• [TEXTAUSZUG]
● ● ● ●

Marius Tschirky: Naja, in dem Buch stelle ich bewusst die Lieder, Verse und praktischen Anleitungen in den Vordergrund. Wer mich kennt weiss, dass ich fast nicht anders kann, als da und dort noch eine kämpferische Standpauke zu halten. Das Vorwort ist mir wichtig, auch meine Ausführungen und die kleinen Aufsätzchen zwischen den Liedern sind mir wichtig. Denn ein Lied zu einem Wald-Thema findet man schnell, auch einen Blachen-Knopf lernen ist keine Sache – und dass der Dachs ein marderartiges Raubtier ist kann man leicht googeln.
Das Vorwort mit kämpferischer Leidenschaft…
Sachwissen kann man sich immer irgendwo holen. Mir ist die Haltung wichtig, die Haltung zum Lernen mit Kindern in der Natur. Ich will die Chancen aufzeigen, die Naturpädagogik neben dem Schlangenbrot machen und dem Seilschaukeln bietet. Es gibt so viele Chancen, mit Kindern in der Natur Dinge zu erleben und zu lernen. Als Fachperson können wir lehren, Dinge die unglaublich wichtig sind für das spätere Leben und die man nur in der Natur lehren kann. Ich hoffe, es entsteht nicht der Eindruck, dass ich das nicht mit erhobenem Zeigefinger meine, sondern charmant begründe. Durch meine Auseinandersetzung mit dem Thema „Warum mit Kindern in der Natur lehren und lernen?“, der jahrelangen Reflexion und meiner intensiven Erfahrung, weiss ich, wovon ich spreche.

● ● ● ●

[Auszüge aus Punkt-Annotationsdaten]
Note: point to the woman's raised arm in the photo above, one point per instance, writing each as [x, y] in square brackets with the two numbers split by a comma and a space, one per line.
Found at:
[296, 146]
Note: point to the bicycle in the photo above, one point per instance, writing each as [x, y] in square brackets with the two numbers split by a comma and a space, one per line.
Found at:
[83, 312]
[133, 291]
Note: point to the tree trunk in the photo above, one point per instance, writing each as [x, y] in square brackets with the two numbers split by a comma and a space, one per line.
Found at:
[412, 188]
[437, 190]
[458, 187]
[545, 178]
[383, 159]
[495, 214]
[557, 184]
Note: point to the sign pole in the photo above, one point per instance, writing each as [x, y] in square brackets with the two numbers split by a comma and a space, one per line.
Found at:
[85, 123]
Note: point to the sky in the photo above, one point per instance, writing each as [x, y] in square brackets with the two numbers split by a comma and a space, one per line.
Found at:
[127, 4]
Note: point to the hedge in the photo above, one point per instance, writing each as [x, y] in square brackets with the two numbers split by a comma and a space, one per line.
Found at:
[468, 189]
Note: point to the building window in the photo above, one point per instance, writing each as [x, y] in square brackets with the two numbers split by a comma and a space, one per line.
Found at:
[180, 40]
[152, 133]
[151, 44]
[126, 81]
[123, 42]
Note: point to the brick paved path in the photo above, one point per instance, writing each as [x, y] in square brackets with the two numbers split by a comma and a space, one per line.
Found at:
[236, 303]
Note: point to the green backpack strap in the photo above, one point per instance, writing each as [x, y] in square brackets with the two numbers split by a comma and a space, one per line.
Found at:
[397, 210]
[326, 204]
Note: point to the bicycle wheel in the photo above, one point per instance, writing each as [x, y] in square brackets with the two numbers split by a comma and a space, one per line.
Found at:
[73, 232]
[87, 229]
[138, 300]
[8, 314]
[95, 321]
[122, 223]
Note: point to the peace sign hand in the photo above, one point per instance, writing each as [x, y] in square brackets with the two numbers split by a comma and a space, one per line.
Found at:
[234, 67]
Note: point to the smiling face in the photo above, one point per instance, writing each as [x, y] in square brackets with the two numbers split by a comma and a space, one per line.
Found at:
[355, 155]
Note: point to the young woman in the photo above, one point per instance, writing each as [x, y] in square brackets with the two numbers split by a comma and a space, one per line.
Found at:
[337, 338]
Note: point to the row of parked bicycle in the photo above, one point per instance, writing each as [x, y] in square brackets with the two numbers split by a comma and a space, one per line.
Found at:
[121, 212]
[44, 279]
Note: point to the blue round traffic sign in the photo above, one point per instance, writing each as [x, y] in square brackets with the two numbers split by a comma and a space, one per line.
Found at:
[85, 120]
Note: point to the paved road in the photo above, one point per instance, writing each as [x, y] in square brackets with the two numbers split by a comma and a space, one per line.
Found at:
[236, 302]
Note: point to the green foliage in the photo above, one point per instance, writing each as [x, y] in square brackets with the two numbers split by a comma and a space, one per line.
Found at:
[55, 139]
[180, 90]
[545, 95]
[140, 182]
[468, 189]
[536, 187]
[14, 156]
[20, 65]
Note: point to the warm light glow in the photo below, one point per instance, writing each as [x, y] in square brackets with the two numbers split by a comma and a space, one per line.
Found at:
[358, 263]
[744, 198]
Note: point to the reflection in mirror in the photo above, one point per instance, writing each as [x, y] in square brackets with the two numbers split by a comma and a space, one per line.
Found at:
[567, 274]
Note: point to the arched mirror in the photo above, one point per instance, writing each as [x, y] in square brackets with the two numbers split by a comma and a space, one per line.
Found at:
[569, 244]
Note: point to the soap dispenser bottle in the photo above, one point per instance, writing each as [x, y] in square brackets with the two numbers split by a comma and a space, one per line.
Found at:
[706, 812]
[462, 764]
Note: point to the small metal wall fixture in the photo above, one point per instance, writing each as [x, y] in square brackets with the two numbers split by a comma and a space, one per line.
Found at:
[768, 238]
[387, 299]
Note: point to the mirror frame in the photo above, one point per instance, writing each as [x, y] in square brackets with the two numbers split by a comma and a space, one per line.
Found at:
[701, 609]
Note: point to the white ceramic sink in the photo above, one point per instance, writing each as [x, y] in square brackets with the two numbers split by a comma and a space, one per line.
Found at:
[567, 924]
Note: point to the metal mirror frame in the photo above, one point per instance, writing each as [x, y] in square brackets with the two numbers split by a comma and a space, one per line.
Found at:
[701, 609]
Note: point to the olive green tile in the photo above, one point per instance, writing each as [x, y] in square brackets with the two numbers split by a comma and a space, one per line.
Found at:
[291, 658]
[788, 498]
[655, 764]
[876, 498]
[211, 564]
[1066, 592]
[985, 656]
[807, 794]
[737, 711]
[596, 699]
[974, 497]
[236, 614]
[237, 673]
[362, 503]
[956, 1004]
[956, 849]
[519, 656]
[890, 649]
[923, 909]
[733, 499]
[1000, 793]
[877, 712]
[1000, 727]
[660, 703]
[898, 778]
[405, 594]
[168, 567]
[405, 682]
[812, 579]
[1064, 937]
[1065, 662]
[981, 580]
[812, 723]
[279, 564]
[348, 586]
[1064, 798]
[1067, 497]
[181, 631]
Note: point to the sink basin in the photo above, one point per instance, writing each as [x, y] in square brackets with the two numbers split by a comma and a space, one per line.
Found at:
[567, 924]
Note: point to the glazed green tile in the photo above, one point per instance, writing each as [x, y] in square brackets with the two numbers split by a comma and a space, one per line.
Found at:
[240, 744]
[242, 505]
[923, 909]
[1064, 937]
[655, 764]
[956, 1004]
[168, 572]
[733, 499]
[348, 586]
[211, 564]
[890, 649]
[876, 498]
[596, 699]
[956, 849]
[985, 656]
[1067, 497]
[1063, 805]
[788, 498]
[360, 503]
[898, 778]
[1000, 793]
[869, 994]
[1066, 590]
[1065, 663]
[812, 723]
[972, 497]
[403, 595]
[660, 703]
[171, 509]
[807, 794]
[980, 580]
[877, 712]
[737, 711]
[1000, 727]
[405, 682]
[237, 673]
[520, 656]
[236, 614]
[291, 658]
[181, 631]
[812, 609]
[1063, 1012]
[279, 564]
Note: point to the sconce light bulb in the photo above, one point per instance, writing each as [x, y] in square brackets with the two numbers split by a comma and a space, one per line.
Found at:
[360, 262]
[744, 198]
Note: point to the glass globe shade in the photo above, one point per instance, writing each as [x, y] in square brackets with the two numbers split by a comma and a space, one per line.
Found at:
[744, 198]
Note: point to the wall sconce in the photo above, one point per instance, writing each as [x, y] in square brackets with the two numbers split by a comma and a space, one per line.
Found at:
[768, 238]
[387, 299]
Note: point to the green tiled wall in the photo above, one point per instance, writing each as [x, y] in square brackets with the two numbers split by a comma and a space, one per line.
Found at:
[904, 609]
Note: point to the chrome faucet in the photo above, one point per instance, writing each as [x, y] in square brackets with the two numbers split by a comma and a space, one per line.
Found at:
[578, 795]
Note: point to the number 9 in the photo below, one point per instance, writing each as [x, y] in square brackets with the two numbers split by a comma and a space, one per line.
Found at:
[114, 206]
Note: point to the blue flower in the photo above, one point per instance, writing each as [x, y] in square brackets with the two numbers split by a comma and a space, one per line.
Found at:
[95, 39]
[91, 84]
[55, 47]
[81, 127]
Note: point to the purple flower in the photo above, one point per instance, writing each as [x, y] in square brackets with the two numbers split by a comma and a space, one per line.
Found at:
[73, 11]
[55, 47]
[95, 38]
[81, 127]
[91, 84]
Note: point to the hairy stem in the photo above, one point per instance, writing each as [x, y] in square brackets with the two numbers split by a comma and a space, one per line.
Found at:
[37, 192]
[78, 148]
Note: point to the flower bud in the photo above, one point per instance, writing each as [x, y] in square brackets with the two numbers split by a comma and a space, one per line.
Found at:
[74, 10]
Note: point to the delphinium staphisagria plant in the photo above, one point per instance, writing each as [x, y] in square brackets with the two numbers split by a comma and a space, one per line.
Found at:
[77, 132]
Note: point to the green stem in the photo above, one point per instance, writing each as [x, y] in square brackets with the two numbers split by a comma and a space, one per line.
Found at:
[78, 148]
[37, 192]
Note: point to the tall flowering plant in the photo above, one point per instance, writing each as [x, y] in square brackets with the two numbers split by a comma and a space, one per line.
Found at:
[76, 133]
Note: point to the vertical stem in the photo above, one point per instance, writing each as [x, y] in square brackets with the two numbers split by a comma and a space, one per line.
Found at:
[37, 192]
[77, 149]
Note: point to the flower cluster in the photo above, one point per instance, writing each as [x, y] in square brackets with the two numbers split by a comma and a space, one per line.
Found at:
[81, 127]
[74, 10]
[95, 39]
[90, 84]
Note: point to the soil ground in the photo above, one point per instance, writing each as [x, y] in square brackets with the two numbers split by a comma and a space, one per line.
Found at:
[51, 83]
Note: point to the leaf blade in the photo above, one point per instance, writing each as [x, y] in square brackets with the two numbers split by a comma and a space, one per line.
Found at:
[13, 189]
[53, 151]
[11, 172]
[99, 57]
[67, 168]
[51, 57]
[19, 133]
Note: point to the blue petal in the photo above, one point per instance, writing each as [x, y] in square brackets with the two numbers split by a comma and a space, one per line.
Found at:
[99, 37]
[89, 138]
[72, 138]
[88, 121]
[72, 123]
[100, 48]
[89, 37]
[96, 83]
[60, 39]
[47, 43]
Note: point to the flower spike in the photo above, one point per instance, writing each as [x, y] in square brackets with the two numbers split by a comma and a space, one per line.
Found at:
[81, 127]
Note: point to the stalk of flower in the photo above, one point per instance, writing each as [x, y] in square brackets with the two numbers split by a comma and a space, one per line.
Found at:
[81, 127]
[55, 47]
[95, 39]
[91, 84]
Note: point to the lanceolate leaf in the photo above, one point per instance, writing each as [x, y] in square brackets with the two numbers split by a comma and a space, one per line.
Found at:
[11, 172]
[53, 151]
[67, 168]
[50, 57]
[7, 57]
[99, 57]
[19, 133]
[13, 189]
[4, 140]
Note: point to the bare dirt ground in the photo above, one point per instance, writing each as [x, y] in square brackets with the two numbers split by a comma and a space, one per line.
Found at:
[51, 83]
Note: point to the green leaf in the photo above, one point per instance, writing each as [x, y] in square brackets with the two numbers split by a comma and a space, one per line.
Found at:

● ● ● ●

• [AUFGABENSTELLUNG]
1. Stimmen die folgenden Aussagen mit dem Textauszug überein? Antworte jeweils mit Ja oder Nein und zitiere die entscheidenden Worte des Textauszugs wörtlich.
(a) Im Buch stehen die Lieder, Verse und praktischen Anleitungen bewusst im Vordergrund.
(b) Dass der Dachs ein marderartiges Raubtier ist, lässt sich laut Textauszug nur schwer im Internet herausfinden.
(c) Dem Sprecher ist Sachwissen wichtiger als die Haltung zum Lernen mit Kindern in der Natur.
2. Kannst du die Datensätze unverändert abschreiben, beginnend bei der Zeile mit „Note: point to the bare“ und endend mit dem Ende der Datensätze, beide Enden eingeschlossen?

• [LÖSUNGEN IM EINZELNEN]
1.
(a) Ja: „in dem Buch stelle ich bewusst die Lieder, Verse und praktischen Anleitungen in den Vordergrund“
(b) Nein: „dass der Dachs ein marderartiges Raubtier ist kann man leicht googeln“
(c) Nein: „Sachwissen kann man sich immer irgendwo holen. Mir ist die Haltung wichtig“

2.
Note: point to the bare dirt ground in the photo above, one point per instance, writing each as [x, y] in square brackets with the two numbers split by a comma and a space, one per line.
Found at:
[51, 83]
Note: point to the green leaf in the photo above, one point per instance, writing each as [x, y] in square brackets with the two numbers split by a comma and a space, one per line.
Found at:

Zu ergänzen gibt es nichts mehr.